(Task instructions) Up to and including the line that contains "locate scaled flipper", return every line from the start of the data, unchanged.

(Records to use)
== Segment start ==

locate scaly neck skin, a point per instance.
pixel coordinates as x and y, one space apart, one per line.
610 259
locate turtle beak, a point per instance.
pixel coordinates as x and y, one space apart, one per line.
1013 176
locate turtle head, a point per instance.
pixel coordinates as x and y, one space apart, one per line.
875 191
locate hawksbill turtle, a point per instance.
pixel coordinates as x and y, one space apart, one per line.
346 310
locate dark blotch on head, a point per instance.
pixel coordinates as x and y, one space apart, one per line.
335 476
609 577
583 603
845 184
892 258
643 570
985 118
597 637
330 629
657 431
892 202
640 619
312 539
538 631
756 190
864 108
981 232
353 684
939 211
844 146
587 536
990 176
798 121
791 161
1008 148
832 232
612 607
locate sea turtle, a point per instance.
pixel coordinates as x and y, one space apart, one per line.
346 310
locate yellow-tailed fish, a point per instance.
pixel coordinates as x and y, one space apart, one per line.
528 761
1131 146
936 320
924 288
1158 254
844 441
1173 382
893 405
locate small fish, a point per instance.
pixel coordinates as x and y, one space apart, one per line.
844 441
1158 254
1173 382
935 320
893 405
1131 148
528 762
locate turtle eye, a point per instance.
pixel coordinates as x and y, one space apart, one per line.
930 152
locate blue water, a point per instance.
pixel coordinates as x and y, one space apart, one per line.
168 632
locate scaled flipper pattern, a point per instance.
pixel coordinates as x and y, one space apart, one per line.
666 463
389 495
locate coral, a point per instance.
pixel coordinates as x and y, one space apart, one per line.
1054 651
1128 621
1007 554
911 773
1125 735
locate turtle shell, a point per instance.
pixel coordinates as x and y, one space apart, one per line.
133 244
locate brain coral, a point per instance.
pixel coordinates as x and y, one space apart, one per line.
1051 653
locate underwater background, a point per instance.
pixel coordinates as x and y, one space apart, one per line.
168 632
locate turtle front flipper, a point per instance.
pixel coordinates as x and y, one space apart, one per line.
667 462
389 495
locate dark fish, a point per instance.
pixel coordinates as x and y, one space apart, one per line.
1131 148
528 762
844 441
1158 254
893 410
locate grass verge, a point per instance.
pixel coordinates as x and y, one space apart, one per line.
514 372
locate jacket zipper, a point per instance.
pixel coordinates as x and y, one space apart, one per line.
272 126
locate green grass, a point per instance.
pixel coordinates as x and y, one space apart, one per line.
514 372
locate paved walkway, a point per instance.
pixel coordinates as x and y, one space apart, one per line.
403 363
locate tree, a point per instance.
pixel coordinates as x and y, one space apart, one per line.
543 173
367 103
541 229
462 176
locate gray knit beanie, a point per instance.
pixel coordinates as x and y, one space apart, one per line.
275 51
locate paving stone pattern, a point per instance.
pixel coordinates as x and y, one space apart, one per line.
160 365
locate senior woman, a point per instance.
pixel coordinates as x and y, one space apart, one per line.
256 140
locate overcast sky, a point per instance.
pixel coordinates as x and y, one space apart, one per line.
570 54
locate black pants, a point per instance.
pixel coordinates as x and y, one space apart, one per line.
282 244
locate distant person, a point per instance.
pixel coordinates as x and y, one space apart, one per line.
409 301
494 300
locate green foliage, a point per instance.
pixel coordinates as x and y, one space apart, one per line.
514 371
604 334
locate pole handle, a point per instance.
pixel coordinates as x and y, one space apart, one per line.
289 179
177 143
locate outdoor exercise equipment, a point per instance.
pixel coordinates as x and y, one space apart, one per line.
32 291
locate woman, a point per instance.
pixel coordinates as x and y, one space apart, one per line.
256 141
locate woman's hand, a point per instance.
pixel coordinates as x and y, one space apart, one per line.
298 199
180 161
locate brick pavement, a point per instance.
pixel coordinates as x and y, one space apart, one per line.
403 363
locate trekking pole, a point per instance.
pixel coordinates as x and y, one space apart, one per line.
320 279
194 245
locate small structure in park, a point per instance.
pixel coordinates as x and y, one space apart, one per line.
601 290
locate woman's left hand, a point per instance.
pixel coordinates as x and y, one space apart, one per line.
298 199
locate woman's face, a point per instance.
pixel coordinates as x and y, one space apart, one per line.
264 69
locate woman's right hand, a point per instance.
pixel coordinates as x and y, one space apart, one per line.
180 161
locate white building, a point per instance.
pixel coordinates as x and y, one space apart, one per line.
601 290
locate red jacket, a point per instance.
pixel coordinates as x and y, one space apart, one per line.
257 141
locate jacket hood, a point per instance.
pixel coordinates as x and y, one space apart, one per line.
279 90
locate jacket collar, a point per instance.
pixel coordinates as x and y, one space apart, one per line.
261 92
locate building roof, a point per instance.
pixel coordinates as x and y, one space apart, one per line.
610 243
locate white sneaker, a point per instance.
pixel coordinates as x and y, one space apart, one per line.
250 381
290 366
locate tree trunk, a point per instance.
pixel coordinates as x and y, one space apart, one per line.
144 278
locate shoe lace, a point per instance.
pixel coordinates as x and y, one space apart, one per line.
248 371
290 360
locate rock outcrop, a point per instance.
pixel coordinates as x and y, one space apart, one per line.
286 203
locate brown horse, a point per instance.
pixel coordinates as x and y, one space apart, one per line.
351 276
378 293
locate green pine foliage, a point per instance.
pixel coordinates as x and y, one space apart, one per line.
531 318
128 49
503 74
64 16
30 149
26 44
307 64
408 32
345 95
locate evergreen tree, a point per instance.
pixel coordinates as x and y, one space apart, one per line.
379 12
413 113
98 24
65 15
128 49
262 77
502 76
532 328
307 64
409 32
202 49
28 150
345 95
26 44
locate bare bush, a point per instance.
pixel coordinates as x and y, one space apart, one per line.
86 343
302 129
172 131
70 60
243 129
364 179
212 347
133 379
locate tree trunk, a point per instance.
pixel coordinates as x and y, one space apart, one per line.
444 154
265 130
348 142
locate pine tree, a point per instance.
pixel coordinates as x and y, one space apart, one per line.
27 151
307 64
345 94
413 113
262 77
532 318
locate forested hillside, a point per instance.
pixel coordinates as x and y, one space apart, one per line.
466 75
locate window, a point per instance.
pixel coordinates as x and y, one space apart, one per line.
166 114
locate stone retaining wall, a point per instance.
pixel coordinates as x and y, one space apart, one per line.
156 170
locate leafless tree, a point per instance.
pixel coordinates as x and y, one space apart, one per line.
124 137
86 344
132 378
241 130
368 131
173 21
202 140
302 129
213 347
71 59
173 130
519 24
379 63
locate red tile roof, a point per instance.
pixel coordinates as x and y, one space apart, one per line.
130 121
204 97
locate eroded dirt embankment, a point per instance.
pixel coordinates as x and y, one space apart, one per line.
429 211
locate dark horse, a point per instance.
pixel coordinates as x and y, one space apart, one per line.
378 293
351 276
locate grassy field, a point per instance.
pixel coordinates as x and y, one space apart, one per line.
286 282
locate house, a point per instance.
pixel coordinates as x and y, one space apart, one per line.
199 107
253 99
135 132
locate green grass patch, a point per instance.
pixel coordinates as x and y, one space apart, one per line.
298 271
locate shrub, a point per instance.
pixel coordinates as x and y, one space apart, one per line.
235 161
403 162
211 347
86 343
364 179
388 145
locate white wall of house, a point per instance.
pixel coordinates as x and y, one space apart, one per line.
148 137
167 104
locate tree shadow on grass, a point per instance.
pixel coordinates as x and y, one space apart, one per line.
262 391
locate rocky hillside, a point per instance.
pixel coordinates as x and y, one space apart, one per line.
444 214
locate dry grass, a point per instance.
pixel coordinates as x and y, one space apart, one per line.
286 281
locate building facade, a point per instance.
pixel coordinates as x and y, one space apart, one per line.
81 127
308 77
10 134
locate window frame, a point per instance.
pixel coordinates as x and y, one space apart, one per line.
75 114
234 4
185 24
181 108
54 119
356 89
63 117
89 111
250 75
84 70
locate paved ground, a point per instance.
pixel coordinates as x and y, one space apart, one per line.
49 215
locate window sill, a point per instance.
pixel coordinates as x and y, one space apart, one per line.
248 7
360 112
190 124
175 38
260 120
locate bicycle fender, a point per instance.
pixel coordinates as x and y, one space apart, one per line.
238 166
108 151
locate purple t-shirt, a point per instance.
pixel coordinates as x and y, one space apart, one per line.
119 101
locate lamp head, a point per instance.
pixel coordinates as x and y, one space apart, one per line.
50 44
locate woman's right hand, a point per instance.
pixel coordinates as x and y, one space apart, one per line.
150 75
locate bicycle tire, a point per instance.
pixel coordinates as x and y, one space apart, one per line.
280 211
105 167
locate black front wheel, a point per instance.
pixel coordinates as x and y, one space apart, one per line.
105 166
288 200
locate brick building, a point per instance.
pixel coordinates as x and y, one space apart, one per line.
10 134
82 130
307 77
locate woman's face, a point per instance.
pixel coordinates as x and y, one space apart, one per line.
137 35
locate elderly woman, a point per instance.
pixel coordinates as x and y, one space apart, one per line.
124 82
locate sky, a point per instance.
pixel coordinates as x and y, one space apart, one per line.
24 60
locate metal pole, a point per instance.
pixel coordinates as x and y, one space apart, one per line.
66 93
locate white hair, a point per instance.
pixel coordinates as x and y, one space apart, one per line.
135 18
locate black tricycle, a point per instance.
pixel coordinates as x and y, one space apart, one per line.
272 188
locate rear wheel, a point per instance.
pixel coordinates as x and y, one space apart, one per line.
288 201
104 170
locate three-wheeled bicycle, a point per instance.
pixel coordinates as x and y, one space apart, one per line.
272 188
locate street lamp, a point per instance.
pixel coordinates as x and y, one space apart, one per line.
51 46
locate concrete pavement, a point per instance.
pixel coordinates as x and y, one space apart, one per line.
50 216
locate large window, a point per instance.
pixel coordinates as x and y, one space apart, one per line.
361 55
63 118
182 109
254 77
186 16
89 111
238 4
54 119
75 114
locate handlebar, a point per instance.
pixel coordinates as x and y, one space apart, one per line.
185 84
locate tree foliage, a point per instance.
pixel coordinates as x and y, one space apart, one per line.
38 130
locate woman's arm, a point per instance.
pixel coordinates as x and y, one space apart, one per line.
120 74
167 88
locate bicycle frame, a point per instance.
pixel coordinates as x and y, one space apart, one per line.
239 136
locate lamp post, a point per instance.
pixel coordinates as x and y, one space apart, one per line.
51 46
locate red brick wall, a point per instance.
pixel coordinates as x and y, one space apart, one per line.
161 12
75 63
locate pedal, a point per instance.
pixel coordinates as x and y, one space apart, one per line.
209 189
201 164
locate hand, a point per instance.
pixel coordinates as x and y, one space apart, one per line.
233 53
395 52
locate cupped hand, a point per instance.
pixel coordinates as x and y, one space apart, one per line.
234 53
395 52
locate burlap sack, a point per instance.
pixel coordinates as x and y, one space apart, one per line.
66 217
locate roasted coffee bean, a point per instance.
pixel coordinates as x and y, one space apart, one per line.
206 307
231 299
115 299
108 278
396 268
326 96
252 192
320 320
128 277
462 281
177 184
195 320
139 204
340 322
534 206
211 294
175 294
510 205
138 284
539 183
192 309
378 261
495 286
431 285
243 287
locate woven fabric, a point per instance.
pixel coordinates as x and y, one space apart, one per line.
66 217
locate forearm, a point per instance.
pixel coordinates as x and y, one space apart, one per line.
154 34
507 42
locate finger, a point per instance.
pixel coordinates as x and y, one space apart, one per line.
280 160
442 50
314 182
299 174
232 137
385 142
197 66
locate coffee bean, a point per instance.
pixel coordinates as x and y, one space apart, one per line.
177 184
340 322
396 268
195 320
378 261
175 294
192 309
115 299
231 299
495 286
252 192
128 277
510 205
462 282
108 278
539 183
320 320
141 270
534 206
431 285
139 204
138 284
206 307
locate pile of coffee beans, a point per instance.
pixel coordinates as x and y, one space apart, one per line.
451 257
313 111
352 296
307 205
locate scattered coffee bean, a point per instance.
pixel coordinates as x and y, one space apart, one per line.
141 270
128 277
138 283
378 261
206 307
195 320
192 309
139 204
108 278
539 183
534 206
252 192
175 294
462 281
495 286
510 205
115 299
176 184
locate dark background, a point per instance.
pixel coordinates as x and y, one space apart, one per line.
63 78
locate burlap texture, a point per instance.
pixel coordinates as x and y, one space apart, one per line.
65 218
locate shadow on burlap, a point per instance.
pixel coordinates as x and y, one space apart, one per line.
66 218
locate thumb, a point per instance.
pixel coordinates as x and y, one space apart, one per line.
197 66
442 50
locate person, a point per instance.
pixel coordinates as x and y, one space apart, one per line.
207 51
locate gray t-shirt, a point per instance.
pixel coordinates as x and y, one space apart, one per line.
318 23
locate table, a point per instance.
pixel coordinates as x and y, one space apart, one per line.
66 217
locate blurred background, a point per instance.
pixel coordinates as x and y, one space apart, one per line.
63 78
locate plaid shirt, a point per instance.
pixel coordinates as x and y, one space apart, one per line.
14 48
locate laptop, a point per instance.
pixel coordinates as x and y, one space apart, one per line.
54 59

== Segment end ==

(Result for this exercise)
locate scaly neck skin, a point per instance.
pixel coordinates as x and y, one space apart, one per line.
610 259
locate turtle beak, a point per instance.
pixel coordinates as x and y, one space apart, one per line.
1013 176
locate turtle head, a point per instance.
pixel coordinates as x and y, one space apart, one per line.
875 191
locate hawksbill turtle, a point per instance.
pixel coordinates as x and y, one space apart, one per line.
346 310
locate dark blotch on head, a point per instance.
pixel coordinates as x and y, one space apart, one per line.
335 476
609 577
583 603
845 184
892 258
643 570
985 118
597 637
330 629
657 431
892 202
640 619
312 539
538 631
756 190
864 108
981 232
353 684
939 211
844 146
587 536
990 176
798 121
791 161
1008 148
832 232
612 607
locate sea turtle, a point per instance.
pixel coordinates as x and y, one space apart, one per line.
346 310
locate yellow-tailed fish, a point per instance.
pixel coordinates as x and y, one space apart, one per line.
528 761
1131 146
936 320
924 288
1158 254
844 441
1173 382
893 405
locate small fish, a point per instance.
pixel coordinates as x and y, one space apart, one per line.
844 441
1158 254
1173 382
935 320
893 405
1131 148
528 762
locate turtle eye, a point per instance.
pixel coordinates as x and y, one space apart, one per line.
930 152
locate blue water, a point per instance.
pixel coordinates as x and y, one space apart, one per line.
168 632
locate scaled flipper pattern, a point per instance.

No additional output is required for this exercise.